### PROBLEM DESCRIPTION
Please retype the records below exactly as they stand.

### DATA TO PROCESS

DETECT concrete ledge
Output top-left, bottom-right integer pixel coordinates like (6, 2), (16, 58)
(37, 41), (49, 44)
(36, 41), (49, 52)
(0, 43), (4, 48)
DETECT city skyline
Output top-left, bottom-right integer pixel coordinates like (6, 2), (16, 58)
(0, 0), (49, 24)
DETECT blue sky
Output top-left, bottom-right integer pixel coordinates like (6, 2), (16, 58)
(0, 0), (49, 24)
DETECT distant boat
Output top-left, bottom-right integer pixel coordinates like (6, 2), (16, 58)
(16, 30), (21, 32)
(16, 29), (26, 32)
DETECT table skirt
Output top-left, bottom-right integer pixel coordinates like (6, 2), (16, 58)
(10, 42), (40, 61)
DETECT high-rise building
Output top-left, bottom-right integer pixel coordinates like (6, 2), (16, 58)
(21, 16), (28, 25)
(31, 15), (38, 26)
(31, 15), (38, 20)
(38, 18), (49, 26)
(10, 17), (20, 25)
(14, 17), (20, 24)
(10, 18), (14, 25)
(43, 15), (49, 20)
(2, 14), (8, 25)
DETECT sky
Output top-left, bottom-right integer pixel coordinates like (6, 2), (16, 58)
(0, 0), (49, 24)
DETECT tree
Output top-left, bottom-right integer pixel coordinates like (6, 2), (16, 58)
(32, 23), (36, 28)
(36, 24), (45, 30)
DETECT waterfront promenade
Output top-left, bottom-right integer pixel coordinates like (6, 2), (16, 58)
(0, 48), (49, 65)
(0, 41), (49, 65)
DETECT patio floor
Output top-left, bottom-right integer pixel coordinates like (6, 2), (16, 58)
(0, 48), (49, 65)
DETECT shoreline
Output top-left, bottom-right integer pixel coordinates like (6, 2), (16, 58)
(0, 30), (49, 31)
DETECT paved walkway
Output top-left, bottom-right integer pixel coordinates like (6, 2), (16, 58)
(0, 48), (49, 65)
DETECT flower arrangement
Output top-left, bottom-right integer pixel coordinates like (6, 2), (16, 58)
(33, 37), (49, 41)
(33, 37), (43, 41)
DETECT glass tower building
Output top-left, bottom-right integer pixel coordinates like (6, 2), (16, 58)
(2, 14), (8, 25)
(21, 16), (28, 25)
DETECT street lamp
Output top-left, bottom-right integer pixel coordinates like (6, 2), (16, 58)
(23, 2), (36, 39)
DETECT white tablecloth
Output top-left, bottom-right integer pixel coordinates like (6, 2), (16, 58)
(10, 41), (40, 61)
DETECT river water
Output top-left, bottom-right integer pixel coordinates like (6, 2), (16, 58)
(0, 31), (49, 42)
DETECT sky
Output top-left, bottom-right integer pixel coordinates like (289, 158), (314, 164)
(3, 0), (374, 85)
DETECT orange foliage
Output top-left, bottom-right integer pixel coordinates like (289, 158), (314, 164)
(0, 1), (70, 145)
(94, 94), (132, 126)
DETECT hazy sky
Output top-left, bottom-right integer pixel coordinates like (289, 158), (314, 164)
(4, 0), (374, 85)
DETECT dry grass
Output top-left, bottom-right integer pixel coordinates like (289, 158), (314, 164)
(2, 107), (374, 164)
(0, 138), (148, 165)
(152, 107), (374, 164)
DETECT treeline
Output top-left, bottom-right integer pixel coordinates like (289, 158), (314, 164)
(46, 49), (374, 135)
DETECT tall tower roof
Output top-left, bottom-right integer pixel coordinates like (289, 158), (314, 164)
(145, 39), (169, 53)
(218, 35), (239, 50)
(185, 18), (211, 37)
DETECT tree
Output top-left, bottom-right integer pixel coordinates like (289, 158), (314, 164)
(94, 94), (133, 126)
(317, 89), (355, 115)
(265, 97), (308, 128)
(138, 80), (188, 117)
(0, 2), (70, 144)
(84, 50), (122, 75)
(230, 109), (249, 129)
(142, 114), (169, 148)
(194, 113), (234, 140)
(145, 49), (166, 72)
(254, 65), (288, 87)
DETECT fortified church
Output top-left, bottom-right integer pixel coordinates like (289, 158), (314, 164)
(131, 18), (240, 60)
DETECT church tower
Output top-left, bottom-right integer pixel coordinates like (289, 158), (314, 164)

### SOLUTION TO THE PROBLEM
DETECT concrete ledge
Output top-left, bottom-right integer pixel coordinates like (6, 2), (16, 58)
(37, 41), (49, 44)
(36, 41), (49, 52)
(0, 43), (4, 48)
DETECT city skyline
Output top-left, bottom-right integer pixel coordinates like (6, 2), (16, 58)
(0, 0), (49, 24)
DETECT blue sky
Output top-left, bottom-right integer pixel coordinates like (6, 2), (16, 58)
(0, 0), (49, 24)
DETECT distant boat
Output top-left, bottom-right integer pixel coordinates like (6, 2), (16, 58)
(16, 30), (21, 32)
(16, 29), (26, 32)
DETECT table skirt
Output top-left, bottom-right integer pixel coordinates like (6, 2), (16, 58)
(10, 42), (40, 61)
DETECT high-rise building
Output top-left, bottom-right integer pixel coordinates like (6, 2), (16, 58)
(21, 16), (28, 25)
(31, 15), (38, 26)
(31, 15), (38, 20)
(38, 18), (49, 26)
(10, 17), (20, 25)
(14, 17), (20, 24)
(10, 18), (14, 25)
(43, 15), (49, 20)
(2, 14), (8, 25)
DETECT sky
Output top-left, bottom-right integer pixel coordinates like (6, 2), (16, 58)
(0, 0), (49, 24)
DETECT tree
Output top-left, bottom-right integer pixel coordinates like (6, 2), (16, 58)
(32, 23), (36, 28)
(36, 24), (45, 30)
DETECT waterfront promenade
Output top-left, bottom-right integer pixel coordinates like (6, 2), (16, 58)
(0, 48), (49, 65)
(0, 41), (49, 65)
DETECT patio floor
Output top-left, bottom-right integer pixel coordinates like (6, 2), (16, 58)
(0, 48), (49, 65)
DETECT shoreline
Output top-left, bottom-right integer pixel coordinates like (6, 2), (16, 58)
(0, 30), (49, 31)
DETECT paved walkway
Output top-left, bottom-right integer pixel coordinates like (6, 2), (16, 58)
(0, 48), (49, 65)
DETECT flower arrangement
Output top-left, bottom-right integer pixel coordinates like (6, 2), (16, 58)
(33, 37), (49, 41)
(33, 37), (43, 41)
DETECT glass tower building
Output top-left, bottom-right integer pixel coordinates like (6, 2), (16, 58)
(2, 14), (8, 25)
(21, 16), (28, 25)
DETECT street lamp
Output top-left, bottom-right integer pixel coordinates like (6, 2), (16, 58)
(23, 2), (36, 39)
DETECT white tablecloth
Output top-left, bottom-right integer pixel coordinates like (6, 2), (16, 58)
(10, 41), (40, 61)
DETECT river water
Output top-left, bottom-right integer pixel coordinates like (6, 2), (16, 58)
(0, 31), (49, 42)
DETECT sky
Output top-left, bottom-right integer pixel coordinates like (289, 158), (314, 164)
(3, 0), (374, 85)
DETECT orange foliage
Output top-left, bottom-right integer pixel coordinates like (289, 158), (314, 164)
(0, 1), (70, 145)
(94, 94), (132, 126)
DETECT hazy sky
Output top-left, bottom-right integer pixel coordinates like (289, 158), (314, 164)
(4, 0), (374, 85)
DETECT dry grass
Output top-left, bottom-right integer pixel coordinates like (289, 158), (314, 164)
(2, 107), (374, 164)
(0, 138), (148, 165)
(152, 107), (374, 164)
DETECT treeline
Output top-left, bottom-right integer pixel coordinates like (289, 158), (314, 164)
(46, 49), (374, 135)
DETECT tall tower roof
Output top-left, bottom-right integer pixel coordinates like (289, 158), (314, 164)
(145, 39), (169, 53)
(218, 35), (239, 50)
(185, 18), (211, 37)
DETECT tree
Output top-left, bottom-right integer pixel coordinates like (289, 158), (314, 164)
(94, 94), (133, 126)
(317, 89), (355, 115)
(265, 97), (308, 128)
(138, 80), (188, 117)
(0, 2), (70, 144)
(84, 50), (122, 75)
(230, 109), (249, 129)
(142, 114), (169, 148)
(194, 113), (234, 140)
(145, 49), (166, 72)
(254, 65), (288, 87)
DETECT fortified church
Output top-left, bottom-right integer pixel coordinates like (289, 158), (314, 164)
(131, 18), (240, 60)
DETECT church tower
Output top-left, bottom-right integer pixel coordinates like (289, 158), (314, 164)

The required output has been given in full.